##### TEXT SHOWN
A benchmark pan-Europe index entered bear market territory and a 7% slide in the S&P 500 at the open on Wall Street triggered a circuit-breaker put in place after the financial crisis a decade ago, halting U.S. stock trading for 15 minutes.
The yield on the 10-year U.S. Treasury note slid as low as 0.318% - a level unthinkable just a week ago - and German government debt yields set record lows as investors rushed to cut risk assets and snap up safe-havens. Gold briefly topped $1,700 an ounce for the first time since 2012 and is up more than 10% so far this year.
The rout's depth, sparked after Saudi Arabia stunned markets on Sunday with plans to hike oil production sharply following the collapse of the Organization of the Petroleum Exporting Countries' supply-cut agreement with Russia, unnerved investors.
"The oil price plunge adds a huge disruptive dynamic to markets that are already very fragile," said Paul O'Connor, multi-asset head at Janus Henderson in London.
"We are seeing this week, finally, a full-scale liquidation and signs of capitulation, full-scale panic - we see this in every asset," O'Connor said.
Jim Vogel, interest rate strategist at FHN Financial in Memphis, Tennessee, said that "nobody thought that Saudi Arabia would start a price war. Suddenly you have to re-evaluate what else could impact this."
Saudi Arabia's grab for market share was reminiscent of a drive in 2014 that sent prices down by about two-thirds, while the renewed plunge on Wall Street came exactly 11 years after U.S. stocks touched bottom during the financial crisis. [O/R]
Brent <LCOc1> and U.S. crude <CLc1> futures slid $14 a barrel to as low as $31.02 and $27.34 in volatile trade.
Both crude benchmarks recouped some losses but still fell almost 25% in their biggest daily drop since 1991, the start of the first Gulf War. [O/R]
Brent <LCOc1> fell $10.91 to settle at $34.36 a barrel, while U.S. crude <CLc1> settled down $10.15 at $31.13 a barrel.
The Dow fell a record 2,000 points when trading opened and the S&P 500 was poised for its largest single-day percentage drop since December 2008, the depths of the financial crisis.
##########
**LIST OF TASKS:**
1. List every four-digit year mentioned in the market report above, in the order in which each first appears.
2. Pick out each line of the rows below that contains the word "airplane", and copy every such line in full.
##### ENTRIES PROVIDED
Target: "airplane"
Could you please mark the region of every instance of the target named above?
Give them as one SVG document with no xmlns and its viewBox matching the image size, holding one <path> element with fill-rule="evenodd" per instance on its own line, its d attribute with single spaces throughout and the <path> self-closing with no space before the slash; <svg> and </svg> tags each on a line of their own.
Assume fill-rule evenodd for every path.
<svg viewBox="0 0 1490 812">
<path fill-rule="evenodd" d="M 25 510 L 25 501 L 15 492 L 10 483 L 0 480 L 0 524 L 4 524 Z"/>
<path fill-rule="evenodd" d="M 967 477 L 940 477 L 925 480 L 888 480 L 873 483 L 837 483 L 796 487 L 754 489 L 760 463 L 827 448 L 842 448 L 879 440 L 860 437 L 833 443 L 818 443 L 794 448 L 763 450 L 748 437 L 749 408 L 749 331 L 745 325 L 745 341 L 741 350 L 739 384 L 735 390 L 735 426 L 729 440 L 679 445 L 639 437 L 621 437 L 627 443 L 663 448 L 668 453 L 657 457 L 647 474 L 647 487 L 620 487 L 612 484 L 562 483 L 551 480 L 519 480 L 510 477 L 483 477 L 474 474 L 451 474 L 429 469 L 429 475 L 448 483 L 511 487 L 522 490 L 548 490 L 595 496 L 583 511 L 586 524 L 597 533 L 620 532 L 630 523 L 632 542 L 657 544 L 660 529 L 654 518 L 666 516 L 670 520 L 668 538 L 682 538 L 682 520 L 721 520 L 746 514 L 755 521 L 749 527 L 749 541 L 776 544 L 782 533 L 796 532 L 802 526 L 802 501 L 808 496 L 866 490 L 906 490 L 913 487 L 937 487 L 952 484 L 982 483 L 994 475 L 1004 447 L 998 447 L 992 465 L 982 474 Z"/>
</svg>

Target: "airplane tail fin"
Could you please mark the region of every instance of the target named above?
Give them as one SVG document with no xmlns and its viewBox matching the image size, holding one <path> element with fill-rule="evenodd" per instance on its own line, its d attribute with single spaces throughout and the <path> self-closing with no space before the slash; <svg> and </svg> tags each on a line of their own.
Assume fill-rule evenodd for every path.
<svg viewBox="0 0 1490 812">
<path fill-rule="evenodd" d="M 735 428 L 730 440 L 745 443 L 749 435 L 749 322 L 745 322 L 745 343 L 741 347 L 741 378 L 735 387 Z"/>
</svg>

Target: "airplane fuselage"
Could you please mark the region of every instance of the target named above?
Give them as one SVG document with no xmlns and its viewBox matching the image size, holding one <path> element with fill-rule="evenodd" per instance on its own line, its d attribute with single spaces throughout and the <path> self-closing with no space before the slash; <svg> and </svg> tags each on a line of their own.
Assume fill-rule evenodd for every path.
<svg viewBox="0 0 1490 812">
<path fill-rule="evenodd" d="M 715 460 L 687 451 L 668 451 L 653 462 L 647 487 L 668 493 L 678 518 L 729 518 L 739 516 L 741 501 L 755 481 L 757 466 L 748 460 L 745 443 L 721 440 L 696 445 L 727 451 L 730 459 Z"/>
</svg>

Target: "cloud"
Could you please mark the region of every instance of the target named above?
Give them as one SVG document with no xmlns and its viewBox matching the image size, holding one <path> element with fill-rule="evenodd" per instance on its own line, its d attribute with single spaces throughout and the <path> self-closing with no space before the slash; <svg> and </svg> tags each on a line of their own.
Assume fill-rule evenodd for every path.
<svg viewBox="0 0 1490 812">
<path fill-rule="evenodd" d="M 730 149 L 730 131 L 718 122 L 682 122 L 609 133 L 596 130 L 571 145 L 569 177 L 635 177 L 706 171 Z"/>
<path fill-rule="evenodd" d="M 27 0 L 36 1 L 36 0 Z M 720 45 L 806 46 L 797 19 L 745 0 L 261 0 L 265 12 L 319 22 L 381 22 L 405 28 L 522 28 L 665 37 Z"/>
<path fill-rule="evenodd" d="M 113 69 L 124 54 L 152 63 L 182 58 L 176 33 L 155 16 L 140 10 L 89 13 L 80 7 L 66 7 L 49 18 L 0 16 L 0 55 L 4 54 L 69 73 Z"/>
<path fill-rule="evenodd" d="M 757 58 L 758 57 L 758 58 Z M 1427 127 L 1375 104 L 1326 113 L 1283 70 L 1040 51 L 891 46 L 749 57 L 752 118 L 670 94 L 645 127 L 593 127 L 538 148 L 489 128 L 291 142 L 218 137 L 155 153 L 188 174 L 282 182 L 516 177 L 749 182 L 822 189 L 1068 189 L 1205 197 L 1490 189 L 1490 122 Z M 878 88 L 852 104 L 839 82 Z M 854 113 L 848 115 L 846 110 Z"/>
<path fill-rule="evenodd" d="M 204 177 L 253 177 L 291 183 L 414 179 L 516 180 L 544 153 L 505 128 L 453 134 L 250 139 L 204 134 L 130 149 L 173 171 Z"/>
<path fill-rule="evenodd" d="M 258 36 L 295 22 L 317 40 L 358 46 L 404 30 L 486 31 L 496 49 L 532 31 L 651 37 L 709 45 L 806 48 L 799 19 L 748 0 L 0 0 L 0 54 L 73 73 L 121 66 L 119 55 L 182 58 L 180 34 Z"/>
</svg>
##########
**EXPECTED ANSWERS:**
1. 2012, 2014, 1991, 2008

2.
Target: "airplane"
Target: "airplane tail fin"
Target: "airplane fuselage"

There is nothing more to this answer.